* **Available data**
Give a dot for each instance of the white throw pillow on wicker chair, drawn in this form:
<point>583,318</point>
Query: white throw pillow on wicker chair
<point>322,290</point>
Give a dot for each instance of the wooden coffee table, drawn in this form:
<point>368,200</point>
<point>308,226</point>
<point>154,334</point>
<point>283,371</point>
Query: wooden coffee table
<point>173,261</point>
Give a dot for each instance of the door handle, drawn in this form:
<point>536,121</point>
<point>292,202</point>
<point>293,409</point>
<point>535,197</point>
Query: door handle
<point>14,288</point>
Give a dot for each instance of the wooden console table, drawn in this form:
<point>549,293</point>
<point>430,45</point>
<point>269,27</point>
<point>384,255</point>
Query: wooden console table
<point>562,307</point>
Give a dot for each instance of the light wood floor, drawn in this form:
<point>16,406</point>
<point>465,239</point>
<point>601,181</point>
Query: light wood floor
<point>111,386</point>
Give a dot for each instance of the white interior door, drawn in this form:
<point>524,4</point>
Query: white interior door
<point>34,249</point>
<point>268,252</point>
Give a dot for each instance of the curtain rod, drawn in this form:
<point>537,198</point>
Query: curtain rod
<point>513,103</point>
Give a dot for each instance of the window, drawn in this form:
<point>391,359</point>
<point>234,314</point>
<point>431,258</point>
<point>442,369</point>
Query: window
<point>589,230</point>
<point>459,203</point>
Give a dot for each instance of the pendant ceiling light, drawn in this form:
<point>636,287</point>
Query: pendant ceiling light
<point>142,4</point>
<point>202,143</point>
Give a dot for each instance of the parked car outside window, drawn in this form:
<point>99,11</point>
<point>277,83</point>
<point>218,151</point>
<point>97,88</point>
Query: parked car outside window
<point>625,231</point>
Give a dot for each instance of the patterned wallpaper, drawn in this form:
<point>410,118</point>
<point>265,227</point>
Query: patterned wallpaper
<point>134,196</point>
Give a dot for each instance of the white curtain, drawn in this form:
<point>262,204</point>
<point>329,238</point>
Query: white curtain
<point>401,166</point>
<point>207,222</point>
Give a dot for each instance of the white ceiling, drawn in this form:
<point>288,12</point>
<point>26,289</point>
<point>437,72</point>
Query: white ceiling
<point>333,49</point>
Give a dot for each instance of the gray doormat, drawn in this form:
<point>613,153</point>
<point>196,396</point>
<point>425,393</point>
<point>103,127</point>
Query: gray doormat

* **Work instruction**
From the first line of the listing above to the line that contains "<point>283,371</point>", inclusive, restate every line word for word. Nothing else belongs in the answer.

* **Answer to this task**
Give a dot for each instance of the white throw pillow on wicker chair, drawn in this form:
<point>583,318</point>
Query: white throw pillow on wicker chair
<point>322,290</point>
Give a dot for each instance of the wooden coffee table, drawn in this form:
<point>368,200</point>
<point>308,226</point>
<point>154,334</point>
<point>283,371</point>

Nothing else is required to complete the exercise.